> Exercise description: Could you print each line of the material below exactly?

> Exercise materials:
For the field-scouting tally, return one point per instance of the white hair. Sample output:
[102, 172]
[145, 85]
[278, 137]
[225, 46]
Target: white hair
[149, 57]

> Output below:
For the field-scouting tally, return one point per instance of the white hair. Sample output:
[102, 172]
[145, 85]
[278, 137]
[225, 46]
Target: white hair
[149, 57]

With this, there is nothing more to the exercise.